• Work instruction
Pick up the piece on the mind of Christ after its last sentence and keep it going for a few more paragraphs.

• Supplied text
Mind of Christ

Have you ever noticed that even those who are repulsed by Christianity are very taken by Jesus? Have you ever noticed that when you are talking with those who consider themselves not or nominally religious that while they may not be able to stomach church folks, they really like hearing about Jesus? Why is that?

If we look at the mind of Christ, we will notice that Christ looks at the world in a different manner than many of those who are seeking to live in the name of Jesus. Put another way, the church has not always cultivated the mind of Christ in the everyday living out of the faith. How can we cultivate the mind of Christ?

Not sure if you have the mind of Christ or a human-focused mind? Let’s take this quick quiz together.
– Do you find yourself responding in compassion or anger when you are interrupted?
– Do you find yourself wondering about someone’s wellbeing or their sanity when their driving is not up to par?
– Do you find yourself answering your kids, spouse, and family with exasperation or love when the same topic comes up for the forty-second time that hour?
If you found yourself, primarily angry, frustrated, exasperated, disengaged in conversations and encounters with other, you may have a human-focused mind.

As Paul is writing to the Corinthians, he proposes the most incredible truth at the end of this chapter, “we have the mind of Christ.” In our series together about living as the body of Christ, we have been talking primarily about actions, what are the fruits of your faith? How can someone from the outside see God in your life? What are your feet doing? Are the nose hairs doing their job? Are you caring for each of the parts of the body by listening with the ear of your heart? This morning, that focus shifts slightly.

The letter to the Corinthians is not the only place that Paul entreats the fledgling church to cultivate the mind of Christ. In his letter to the Romans, he says in 12:2, The New Living Translation has it this way: “Don’t copy the behavior and customs of this world, but let God transform you into a new person by changing the way you think.” In this letter to the Philippians, Paul says “Let this mind be in you, which was also in Christ Jesus” (Philippians 2:5, KJV). In His final words to His disciples Jesus says, “Everything that I learned from my Father I have made known to you” (John 15:15). The Spirit of God has taken up residence in us (1 Cor. 2:12). In some mysterious way we now have a capacity for divine wisdom that no Ph.D. degree or natural experience could ever provide. Having the mind of Christ enables us to see life increasingly from God’s perspective.

• Data provided
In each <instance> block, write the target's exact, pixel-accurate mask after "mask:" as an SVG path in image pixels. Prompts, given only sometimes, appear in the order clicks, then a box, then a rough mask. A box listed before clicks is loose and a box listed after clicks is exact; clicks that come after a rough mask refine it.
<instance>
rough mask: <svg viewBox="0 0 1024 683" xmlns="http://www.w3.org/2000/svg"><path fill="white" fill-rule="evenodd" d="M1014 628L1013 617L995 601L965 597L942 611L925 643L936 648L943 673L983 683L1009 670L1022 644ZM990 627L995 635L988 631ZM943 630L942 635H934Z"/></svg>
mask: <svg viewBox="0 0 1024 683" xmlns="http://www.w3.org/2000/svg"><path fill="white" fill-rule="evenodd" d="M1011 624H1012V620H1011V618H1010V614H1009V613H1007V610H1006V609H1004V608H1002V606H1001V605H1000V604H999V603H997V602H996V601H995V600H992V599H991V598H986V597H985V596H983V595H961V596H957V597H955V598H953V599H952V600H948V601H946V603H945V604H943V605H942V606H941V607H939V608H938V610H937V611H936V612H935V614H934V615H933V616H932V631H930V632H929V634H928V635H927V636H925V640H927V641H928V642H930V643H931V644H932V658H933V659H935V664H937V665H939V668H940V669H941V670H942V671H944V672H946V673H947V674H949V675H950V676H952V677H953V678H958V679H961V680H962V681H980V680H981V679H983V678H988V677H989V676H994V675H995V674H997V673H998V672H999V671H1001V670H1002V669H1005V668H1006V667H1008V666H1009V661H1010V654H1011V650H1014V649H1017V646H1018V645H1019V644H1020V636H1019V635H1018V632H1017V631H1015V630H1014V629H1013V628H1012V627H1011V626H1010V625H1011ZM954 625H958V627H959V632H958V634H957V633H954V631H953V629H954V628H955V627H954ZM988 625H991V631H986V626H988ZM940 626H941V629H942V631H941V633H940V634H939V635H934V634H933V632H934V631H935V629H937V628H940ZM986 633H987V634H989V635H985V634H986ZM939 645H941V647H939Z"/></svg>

• Exercise output
So, how do we move from the well-intentioned, but off-putting church folks who give Christianity a bad name to the faithful folks who seek to have the mind of Christ? This morning, I want to suggest two essential ways to cultivate the mind of Christ in yourself.

The first of which is you need to be in the scripture. Are you encountering the Word of God? Are you reading the Bible? Are you spending time in Bible Study with others? What are your habits around reading the Bible?

It is always interesting to me that Bibles more often have a place of honor in the living room bookcase than a place of convenience beside the bed. It is always telling when the Bible has a much dust as the top of the bookshelf and probably sees about as much use. You might be thinking to yourself, I pick up the Bible every now and then. I hear scripture in church (and boy, does this pastor have us listen to scripture!). I sometimes catch a verse on the radio or in my email. I read scripture.

I want to suggest that if you are not daily reading scripture and regularly engaging in Bible Study with others, you are not giving God a lot to work with as you cultivate the mind of Christ. When I was a little girl, we had to memorize scripture verses in Sunday School – anyone else do that? I would work on the passage during the week and the next Sunday, dutifully recite my passage and get my gold star on the chart. I liked getting the gold stars, but did think much of the practice else wise. That was until the first time, a verse came to me when I was upset. I was in junior high and it felt like the world was crashing in on me. Somehow, the words, “Be still and know that I am God,” felt personal and directive. As the words were called forth in my mind (a scripture I had to memorize somewhere along the way, I felt the calm and peace of Christ in the midst of anxiety.

This is a gift most available to those who are regularly in the Word. So, Let Christ change your thinking. Stop filling your mind with the messages of this world, and fill your mind with the Word of God. The reason the Spirit of Christ could use Scripture to calm my troubled mind when I was in middle school and to this day, is because through the discipline of reading God’s Word, I had put it there so God could use it. I am convinced many of you could experience an amazing transformation in your lives if you’d simply fill your mind with the Word of God on a daily basis. Why many Christians do not experience transformation into the mind of Christ? They become what they think, and much of what they think upon is not becoming!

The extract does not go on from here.